In the records that follow, locate every line with "below" and extract it.

[[ RECORDS FOR PROCESSING, beginning ]]

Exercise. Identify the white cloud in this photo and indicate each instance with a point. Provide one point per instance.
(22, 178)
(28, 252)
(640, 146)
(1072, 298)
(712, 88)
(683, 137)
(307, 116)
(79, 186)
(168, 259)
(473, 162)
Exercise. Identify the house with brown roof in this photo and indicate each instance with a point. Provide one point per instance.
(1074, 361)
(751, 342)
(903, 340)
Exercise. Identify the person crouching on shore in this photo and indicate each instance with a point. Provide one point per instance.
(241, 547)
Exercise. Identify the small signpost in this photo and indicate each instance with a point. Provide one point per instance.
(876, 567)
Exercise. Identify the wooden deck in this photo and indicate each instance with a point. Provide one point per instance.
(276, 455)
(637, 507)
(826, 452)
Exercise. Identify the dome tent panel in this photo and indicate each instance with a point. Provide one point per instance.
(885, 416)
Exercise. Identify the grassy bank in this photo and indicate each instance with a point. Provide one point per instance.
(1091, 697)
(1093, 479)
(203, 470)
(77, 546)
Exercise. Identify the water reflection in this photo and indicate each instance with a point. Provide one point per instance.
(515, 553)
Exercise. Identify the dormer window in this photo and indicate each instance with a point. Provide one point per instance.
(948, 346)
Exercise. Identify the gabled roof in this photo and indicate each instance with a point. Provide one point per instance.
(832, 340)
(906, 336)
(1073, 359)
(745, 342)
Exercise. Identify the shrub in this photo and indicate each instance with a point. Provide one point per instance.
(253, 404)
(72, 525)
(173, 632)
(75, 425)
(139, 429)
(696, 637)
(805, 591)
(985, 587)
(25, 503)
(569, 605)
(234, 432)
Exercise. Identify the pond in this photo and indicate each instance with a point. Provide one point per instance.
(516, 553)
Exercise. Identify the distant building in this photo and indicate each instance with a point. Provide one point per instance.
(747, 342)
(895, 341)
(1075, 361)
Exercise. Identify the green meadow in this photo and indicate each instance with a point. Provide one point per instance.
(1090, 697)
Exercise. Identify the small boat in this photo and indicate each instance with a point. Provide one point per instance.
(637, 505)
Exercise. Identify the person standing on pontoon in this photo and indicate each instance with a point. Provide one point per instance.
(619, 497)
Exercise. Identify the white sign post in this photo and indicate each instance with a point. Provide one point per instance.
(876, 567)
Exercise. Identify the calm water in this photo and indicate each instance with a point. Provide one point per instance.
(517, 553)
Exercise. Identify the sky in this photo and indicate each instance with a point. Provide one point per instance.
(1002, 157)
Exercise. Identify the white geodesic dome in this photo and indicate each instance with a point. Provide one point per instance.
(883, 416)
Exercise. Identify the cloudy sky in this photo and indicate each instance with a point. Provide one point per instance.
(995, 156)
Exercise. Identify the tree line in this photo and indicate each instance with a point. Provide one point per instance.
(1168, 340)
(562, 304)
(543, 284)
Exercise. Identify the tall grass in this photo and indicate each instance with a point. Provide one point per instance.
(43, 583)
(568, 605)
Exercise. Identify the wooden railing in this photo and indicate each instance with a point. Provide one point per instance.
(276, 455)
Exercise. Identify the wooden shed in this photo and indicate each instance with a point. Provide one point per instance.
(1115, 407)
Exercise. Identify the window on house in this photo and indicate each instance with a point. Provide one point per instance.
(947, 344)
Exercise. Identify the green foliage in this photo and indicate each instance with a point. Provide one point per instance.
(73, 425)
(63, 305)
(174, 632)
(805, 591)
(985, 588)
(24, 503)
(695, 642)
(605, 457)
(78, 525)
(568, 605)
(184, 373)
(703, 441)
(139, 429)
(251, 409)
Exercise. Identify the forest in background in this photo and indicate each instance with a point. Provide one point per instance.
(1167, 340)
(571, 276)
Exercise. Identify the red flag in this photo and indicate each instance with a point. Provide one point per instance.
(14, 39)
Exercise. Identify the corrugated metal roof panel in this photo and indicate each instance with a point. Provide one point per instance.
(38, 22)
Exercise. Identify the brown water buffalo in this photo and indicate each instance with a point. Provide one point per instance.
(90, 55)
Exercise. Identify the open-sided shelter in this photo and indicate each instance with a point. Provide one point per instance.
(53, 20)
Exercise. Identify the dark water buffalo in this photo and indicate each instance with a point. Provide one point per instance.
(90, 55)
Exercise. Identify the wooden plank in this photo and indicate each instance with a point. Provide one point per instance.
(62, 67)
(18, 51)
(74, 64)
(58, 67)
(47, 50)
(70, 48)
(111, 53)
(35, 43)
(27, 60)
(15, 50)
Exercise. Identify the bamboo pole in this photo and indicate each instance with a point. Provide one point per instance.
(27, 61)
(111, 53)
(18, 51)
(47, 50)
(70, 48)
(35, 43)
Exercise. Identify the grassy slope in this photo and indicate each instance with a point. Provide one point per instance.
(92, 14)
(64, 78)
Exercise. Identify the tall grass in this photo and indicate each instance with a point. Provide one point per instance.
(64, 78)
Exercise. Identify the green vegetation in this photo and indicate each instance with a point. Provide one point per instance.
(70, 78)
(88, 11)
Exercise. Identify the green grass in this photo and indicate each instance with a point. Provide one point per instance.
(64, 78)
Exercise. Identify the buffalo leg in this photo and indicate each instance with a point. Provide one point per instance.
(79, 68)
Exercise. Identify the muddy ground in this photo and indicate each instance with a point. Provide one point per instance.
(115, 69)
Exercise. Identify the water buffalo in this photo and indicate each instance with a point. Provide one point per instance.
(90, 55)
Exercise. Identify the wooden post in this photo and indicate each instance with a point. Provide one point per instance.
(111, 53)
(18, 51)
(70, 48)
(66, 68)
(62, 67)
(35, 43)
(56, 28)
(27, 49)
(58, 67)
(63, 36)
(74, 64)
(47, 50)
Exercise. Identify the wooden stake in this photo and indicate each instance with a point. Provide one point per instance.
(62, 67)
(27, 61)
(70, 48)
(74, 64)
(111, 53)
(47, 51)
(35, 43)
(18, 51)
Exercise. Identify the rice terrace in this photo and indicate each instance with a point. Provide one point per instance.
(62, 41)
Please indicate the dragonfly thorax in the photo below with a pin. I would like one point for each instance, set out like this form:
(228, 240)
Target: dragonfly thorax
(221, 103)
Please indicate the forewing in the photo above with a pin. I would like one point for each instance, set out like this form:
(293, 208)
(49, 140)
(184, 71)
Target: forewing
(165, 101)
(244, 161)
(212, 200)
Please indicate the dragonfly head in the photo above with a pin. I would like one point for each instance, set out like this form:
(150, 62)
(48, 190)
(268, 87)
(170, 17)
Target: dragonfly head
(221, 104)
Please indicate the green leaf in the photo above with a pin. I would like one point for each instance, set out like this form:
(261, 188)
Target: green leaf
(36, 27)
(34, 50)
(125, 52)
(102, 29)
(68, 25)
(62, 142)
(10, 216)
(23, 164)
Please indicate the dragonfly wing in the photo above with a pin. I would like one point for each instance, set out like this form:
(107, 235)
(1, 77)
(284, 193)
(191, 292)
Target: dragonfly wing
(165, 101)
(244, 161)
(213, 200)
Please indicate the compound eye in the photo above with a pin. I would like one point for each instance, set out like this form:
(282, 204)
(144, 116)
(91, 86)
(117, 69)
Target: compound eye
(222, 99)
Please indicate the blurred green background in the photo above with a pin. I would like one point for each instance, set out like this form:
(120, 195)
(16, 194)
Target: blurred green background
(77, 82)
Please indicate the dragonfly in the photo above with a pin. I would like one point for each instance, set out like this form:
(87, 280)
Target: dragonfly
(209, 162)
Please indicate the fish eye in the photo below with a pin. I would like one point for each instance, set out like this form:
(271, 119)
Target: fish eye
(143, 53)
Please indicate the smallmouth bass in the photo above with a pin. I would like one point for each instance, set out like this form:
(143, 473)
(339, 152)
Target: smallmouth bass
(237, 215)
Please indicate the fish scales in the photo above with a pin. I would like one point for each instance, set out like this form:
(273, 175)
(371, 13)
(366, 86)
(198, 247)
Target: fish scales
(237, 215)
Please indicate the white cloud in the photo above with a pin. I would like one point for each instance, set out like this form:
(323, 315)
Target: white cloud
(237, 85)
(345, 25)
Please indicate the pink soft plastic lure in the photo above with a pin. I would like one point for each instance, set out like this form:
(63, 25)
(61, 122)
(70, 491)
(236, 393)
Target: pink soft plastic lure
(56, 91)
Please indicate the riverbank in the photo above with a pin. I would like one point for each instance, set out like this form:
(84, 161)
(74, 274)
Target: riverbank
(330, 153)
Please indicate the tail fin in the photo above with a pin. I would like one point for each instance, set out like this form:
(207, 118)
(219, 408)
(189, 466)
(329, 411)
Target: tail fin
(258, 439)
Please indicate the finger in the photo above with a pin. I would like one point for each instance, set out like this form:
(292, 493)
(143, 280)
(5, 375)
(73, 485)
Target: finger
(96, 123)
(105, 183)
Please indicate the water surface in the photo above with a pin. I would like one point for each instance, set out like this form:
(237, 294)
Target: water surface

[[ RECORDS FOR PROCESSING, end ]]

-- ANSWER BOX --
Please indicate the dragonfly thorax in the photo below with a pin. I would like one point for each instance, set out like this form:
Please indicate the fish eye in the photo below with a pin. I would like one point for each instance, set out like this form:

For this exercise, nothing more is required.